→ **FRAGMENT TEKSTU**:
++++
16:04
20 kwiecień 2024
sobota

Północna.tv

Ty też masz swój głos!

Kobiety i samochody - dwie słabości każdego faceta

Zamieszczono dnia śr., 2019-01-02 20:16

Są dwie rzeczy, które podniecają prawdziwych mężczyzn – seksowna kobieta i sportowy samochód. Nawet nie wiecie jaki może być wynik połączenia tych dwóch rzeczy. Samochody jak kobiety, dzielą się na nieatrakcyjne i seksowne. Posiadanie nieatrakcyjnego samochodu, można jeszcze jakoś wytłumaczyć – gorzej jest z wytłumaczeniem posiadania nieatrakcyjnej kobiety. Wtedy chyba jedyne tłumaczenie to takie, że... jest inteligentna.

O samochodzie takich rzeczy powiedzieć nie można. Musi być seksowny ! Dlatego PÓŁNOCNA.TV dziś zabiera Was w świat najseksowniejszych samochodów – lista subiektywna, ale mam nadzieje że, tak jak wśród kobiet, tak i w samochodach można znaleźć przymioty piękna postrzeganego przez wszystkich. Dość teorii, czas na praktykę.
++++
→ **ZADANIE A**: Kiedy zamieszczono artykuł o kobietach i samochodach?
Zapisy nie mają żadnego związku z artykułem o kobietach i samochodach.

→ **Wpisy danych**:
++++
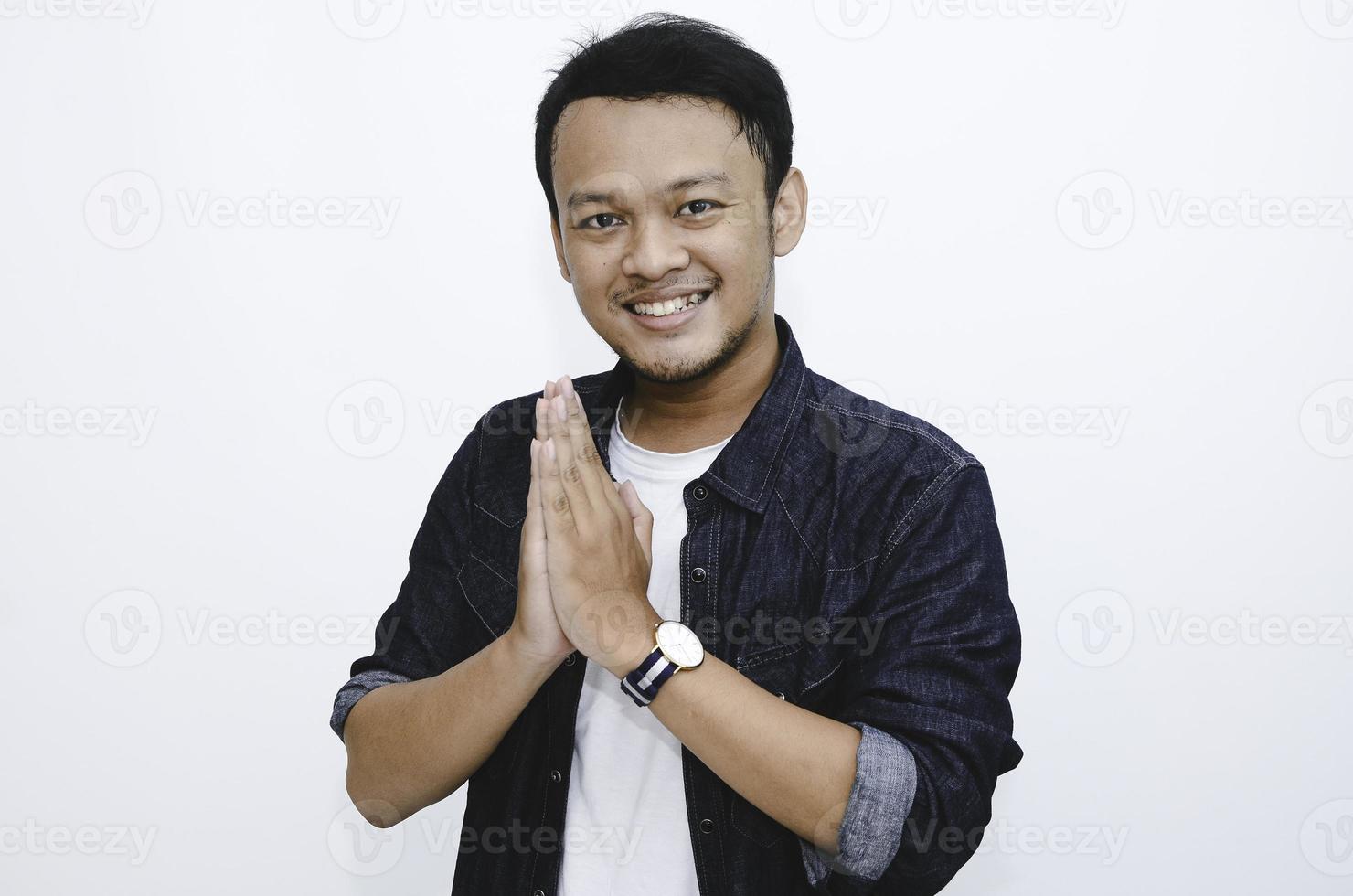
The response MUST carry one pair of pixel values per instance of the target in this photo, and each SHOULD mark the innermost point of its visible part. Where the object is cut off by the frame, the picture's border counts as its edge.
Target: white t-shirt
(625, 827)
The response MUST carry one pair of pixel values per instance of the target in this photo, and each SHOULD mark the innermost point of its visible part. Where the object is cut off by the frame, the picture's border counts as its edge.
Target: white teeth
(670, 306)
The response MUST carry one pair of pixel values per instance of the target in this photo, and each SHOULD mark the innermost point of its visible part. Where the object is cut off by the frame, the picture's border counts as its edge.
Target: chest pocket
(491, 592)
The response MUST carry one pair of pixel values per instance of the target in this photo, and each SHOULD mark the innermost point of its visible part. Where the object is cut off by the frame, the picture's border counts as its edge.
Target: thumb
(642, 517)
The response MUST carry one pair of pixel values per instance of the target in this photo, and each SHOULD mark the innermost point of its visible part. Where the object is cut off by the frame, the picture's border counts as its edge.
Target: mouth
(665, 315)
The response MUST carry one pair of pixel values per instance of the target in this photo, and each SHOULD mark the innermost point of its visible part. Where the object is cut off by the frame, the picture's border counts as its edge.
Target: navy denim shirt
(840, 554)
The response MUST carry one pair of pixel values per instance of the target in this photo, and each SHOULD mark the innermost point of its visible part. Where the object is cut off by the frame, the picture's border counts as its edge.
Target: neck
(676, 417)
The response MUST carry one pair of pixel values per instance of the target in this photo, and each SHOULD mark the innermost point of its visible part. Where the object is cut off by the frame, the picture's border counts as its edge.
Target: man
(777, 656)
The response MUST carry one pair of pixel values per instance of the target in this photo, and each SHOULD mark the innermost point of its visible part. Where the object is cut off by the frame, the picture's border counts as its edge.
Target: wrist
(527, 656)
(634, 647)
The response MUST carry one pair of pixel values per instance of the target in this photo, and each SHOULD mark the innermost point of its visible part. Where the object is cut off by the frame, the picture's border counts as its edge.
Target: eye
(605, 214)
(701, 202)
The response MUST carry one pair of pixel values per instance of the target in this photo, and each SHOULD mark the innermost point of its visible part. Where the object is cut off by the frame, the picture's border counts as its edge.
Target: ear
(559, 251)
(791, 213)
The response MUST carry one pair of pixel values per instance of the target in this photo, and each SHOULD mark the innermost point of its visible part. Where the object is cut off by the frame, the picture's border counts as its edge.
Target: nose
(655, 250)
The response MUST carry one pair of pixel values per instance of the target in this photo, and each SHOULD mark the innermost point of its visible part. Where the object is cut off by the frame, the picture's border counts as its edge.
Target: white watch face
(679, 645)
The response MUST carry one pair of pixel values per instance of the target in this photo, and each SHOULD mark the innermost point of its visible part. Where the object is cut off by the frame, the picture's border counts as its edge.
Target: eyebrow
(702, 179)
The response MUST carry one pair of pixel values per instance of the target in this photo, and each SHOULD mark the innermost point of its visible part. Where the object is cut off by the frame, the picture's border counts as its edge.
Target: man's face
(659, 195)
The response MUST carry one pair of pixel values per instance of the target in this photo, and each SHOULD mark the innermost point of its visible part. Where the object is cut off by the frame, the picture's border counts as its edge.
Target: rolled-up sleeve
(879, 799)
(421, 634)
(931, 699)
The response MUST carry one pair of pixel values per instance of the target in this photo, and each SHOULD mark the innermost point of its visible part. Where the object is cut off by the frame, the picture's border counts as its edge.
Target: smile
(670, 306)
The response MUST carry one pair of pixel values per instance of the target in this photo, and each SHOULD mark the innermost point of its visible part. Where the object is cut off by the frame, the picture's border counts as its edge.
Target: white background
(1026, 214)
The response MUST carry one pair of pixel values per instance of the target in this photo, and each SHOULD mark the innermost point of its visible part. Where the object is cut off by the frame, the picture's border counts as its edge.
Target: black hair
(660, 56)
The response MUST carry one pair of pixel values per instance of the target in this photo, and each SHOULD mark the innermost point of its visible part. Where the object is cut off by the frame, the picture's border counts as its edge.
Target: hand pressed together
(586, 547)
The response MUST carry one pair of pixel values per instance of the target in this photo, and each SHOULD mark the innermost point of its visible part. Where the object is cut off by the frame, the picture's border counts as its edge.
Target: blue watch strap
(643, 682)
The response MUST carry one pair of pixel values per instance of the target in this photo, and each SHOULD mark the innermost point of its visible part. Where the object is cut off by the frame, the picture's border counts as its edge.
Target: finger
(533, 528)
(640, 516)
(541, 409)
(557, 505)
(591, 470)
(569, 465)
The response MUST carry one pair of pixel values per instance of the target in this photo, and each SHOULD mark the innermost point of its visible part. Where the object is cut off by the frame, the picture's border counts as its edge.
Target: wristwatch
(676, 647)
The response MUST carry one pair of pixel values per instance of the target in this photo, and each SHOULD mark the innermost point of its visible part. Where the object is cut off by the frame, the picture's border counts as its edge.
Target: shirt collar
(746, 467)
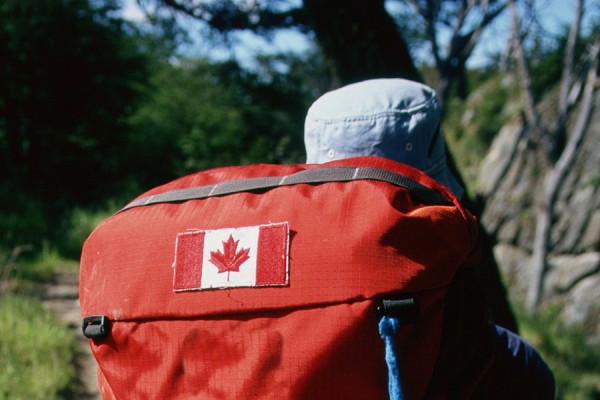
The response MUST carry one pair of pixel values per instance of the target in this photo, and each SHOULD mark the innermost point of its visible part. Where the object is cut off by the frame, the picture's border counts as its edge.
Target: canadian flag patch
(251, 256)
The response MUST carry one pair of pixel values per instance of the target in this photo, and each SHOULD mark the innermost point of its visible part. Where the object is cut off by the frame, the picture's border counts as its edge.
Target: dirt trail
(62, 296)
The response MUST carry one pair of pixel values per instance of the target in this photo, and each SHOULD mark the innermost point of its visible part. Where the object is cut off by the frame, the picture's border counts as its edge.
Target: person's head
(391, 118)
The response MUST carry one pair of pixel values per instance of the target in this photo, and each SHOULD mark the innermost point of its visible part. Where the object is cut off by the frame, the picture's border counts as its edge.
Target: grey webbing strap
(309, 176)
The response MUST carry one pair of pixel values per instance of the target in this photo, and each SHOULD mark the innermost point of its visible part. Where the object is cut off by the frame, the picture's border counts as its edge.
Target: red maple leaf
(230, 259)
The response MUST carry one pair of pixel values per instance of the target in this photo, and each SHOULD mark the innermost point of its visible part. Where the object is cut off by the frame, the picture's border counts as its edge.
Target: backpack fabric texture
(272, 282)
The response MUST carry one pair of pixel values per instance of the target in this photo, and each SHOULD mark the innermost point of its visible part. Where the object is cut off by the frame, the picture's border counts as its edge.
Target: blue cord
(388, 327)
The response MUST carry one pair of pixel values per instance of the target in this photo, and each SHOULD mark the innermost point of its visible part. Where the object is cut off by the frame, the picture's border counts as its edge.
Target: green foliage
(471, 125)
(80, 223)
(200, 115)
(36, 352)
(574, 362)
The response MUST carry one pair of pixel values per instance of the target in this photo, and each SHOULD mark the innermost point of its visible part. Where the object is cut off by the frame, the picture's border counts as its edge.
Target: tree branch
(531, 114)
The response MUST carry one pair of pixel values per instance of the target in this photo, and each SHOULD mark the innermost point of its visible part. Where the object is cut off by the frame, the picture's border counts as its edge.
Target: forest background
(100, 101)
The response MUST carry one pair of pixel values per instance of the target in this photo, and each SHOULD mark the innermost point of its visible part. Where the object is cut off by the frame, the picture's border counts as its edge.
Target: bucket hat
(391, 118)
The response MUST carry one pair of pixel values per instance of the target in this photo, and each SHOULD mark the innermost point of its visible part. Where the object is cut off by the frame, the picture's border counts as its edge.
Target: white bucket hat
(392, 118)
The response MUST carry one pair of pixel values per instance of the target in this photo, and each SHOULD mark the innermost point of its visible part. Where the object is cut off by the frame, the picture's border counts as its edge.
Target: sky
(552, 13)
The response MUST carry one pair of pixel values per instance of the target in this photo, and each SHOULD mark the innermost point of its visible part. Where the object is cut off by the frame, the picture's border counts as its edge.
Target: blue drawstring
(388, 326)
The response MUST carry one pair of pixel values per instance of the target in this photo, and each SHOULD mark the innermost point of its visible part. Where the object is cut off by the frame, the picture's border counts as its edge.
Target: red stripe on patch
(188, 261)
(271, 268)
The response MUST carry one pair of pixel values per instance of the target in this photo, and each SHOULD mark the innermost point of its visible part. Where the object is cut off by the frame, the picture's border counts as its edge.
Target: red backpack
(354, 279)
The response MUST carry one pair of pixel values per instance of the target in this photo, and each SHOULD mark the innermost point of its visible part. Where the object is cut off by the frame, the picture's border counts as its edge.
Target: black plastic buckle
(96, 327)
(405, 309)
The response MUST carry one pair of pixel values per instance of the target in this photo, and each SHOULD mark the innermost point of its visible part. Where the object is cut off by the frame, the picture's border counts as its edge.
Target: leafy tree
(70, 76)
(200, 115)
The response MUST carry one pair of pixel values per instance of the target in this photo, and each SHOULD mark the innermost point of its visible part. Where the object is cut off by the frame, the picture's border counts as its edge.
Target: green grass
(36, 351)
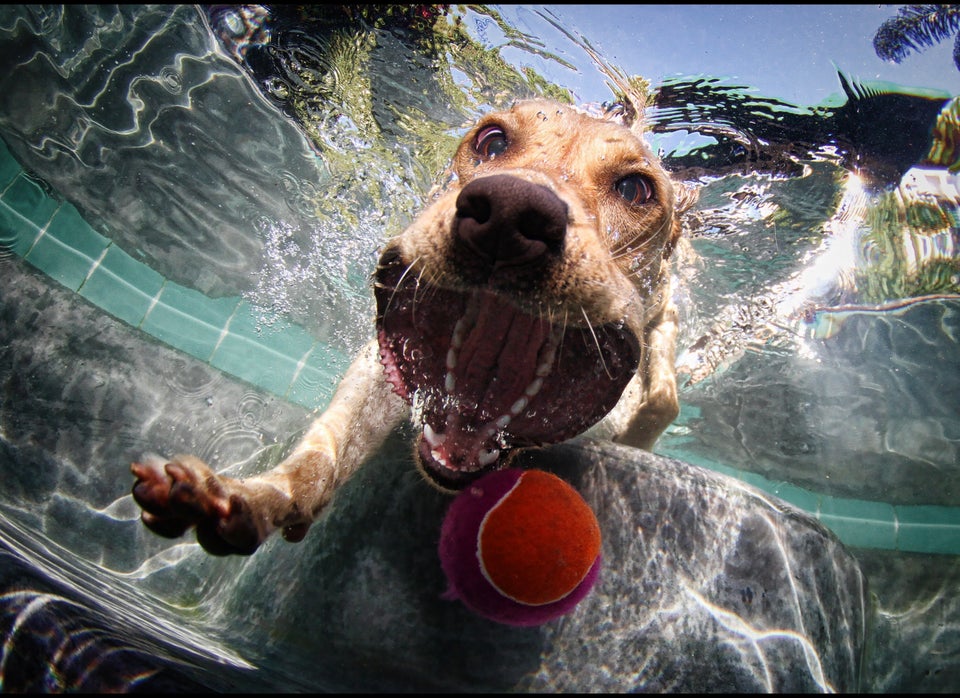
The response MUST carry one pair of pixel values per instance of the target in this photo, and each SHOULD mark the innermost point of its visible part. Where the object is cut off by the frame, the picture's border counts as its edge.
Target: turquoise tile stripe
(287, 361)
(53, 237)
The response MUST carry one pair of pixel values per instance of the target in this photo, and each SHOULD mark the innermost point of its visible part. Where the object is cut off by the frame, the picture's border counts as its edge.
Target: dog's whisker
(399, 284)
(597, 342)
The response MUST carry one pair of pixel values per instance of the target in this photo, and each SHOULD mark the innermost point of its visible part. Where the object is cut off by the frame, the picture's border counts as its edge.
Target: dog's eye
(635, 189)
(490, 142)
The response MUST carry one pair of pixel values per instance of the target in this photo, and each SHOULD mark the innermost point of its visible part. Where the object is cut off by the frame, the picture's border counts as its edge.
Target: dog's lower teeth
(486, 458)
(432, 437)
(519, 406)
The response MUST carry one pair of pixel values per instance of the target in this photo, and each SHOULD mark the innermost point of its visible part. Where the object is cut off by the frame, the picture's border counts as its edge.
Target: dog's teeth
(519, 406)
(485, 457)
(433, 439)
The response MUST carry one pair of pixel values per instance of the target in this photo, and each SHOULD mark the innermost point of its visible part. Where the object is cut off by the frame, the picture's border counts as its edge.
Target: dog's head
(511, 312)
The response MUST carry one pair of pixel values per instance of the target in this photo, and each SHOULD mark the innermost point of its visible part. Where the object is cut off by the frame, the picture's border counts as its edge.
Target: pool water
(191, 202)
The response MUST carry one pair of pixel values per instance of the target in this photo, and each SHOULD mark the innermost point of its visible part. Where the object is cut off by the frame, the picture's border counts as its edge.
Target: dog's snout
(508, 221)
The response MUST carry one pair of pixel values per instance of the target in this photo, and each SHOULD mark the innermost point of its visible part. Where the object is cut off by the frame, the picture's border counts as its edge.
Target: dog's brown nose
(509, 222)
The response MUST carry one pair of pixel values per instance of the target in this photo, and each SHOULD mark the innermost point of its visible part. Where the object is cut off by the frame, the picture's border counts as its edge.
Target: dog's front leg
(236, 516)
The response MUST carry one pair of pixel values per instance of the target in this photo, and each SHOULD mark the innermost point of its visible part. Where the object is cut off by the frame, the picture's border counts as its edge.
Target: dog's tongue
(492, 366)
(483, 375)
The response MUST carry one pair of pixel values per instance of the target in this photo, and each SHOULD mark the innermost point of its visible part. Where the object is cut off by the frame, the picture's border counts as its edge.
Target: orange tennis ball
(520, 547)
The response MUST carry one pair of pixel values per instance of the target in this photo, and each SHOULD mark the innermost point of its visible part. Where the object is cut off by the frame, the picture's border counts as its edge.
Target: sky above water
(790, 52)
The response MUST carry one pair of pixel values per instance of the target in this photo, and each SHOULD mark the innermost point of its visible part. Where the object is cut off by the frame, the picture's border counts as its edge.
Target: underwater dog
(528, 303)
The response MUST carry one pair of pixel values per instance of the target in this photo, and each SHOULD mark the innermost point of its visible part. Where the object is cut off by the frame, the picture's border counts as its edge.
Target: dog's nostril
(475, 206)
(507, 220)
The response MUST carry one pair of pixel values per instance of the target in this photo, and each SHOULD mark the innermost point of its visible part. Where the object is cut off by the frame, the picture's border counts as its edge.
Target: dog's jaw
(484, 376)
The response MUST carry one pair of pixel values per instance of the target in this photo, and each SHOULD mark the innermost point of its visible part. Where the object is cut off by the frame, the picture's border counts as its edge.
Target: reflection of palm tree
(915, 28)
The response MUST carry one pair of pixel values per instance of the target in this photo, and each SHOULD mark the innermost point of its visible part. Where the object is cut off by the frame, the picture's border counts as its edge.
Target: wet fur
(614, 268)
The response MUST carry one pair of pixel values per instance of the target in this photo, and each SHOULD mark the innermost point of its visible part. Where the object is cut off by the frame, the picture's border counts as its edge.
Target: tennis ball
(520, 547)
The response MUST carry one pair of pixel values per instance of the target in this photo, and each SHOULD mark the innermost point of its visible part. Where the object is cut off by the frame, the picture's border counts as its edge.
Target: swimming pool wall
(289, 362)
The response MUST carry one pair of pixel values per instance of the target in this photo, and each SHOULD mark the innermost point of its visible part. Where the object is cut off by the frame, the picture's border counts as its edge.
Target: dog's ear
(684, 197)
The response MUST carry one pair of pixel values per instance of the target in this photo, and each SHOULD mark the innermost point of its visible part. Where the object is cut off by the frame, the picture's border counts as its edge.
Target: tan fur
(614, 269)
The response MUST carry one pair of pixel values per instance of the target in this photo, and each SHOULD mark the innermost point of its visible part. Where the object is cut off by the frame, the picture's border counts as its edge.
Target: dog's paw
(185, 492)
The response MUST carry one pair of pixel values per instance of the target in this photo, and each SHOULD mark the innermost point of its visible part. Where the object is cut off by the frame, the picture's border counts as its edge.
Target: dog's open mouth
(484, 376)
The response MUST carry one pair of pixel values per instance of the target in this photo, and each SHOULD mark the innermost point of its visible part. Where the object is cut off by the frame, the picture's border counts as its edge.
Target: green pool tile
(188, 320)
(269, 358)
(69, 228)
(24, 210)
(122, 286)
(68, 249)
(60, 262)
(797, 496)
(860, 523)
(314, 384)
(27, 198)
(9, 167)
(928, 529)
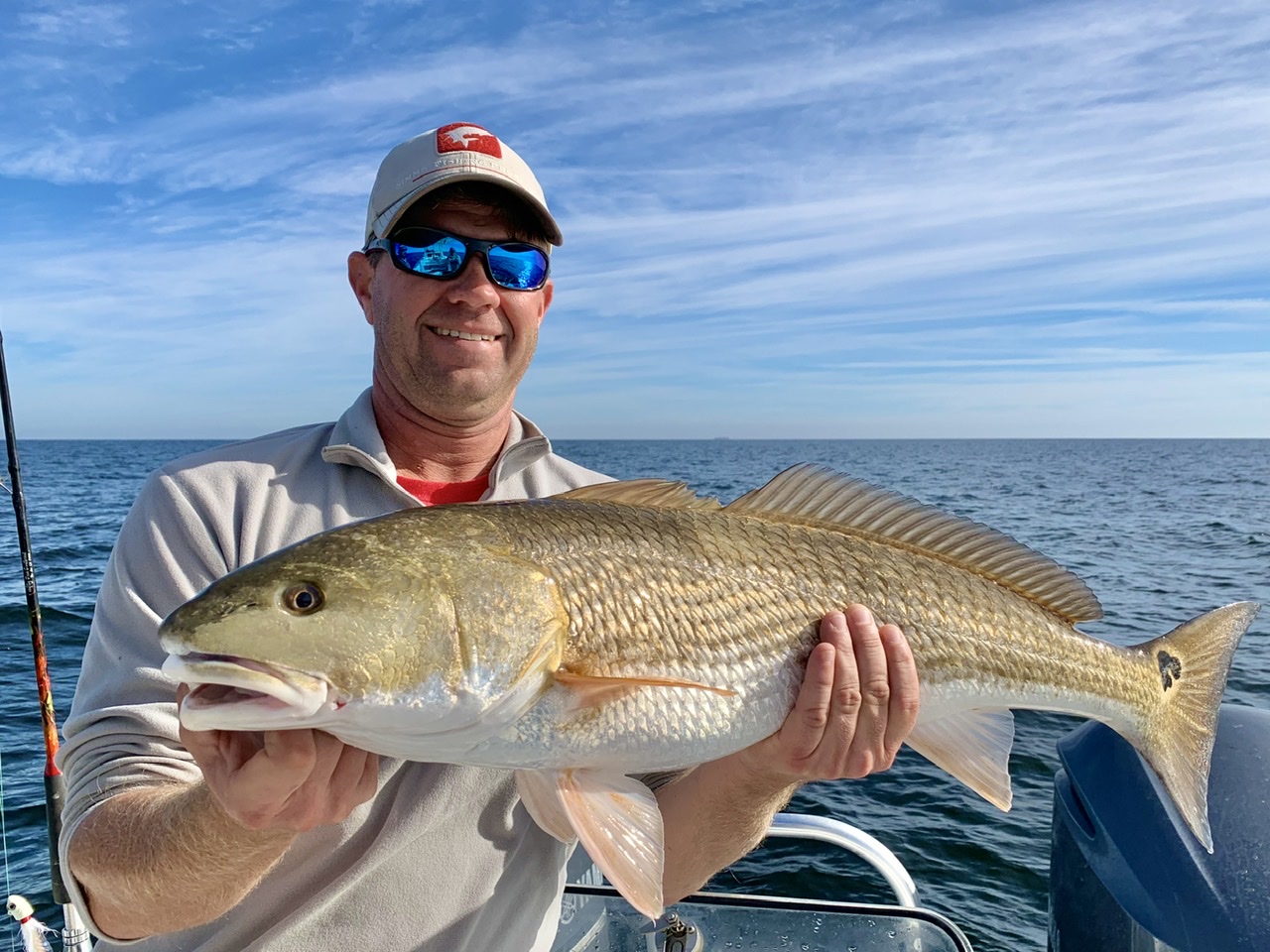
++++
→ **ZADANIE B**: Przedstaw, proszę, jako listę JSON ciągów znaków zapisy od ich początku aż do wiersza z „Target: white t-shirt” włącznie, po jednym elemencie na wiersz i bez pustych wierszy. Obrazy pomiń.

→ **ROZWIĄZANIE A**: W środę 2 stycznia 2019 r. o 20:16.

→ **ROZWIĄZANIE B**:
[
  "The response MUST carry one pair of pixel values per instance of the target in this photo, and each SHOULD mark the innermost point of its visible part. Where the object is cut off by the frame, the picture's border counts as its edge.",
  "Target: white t-shirt"
]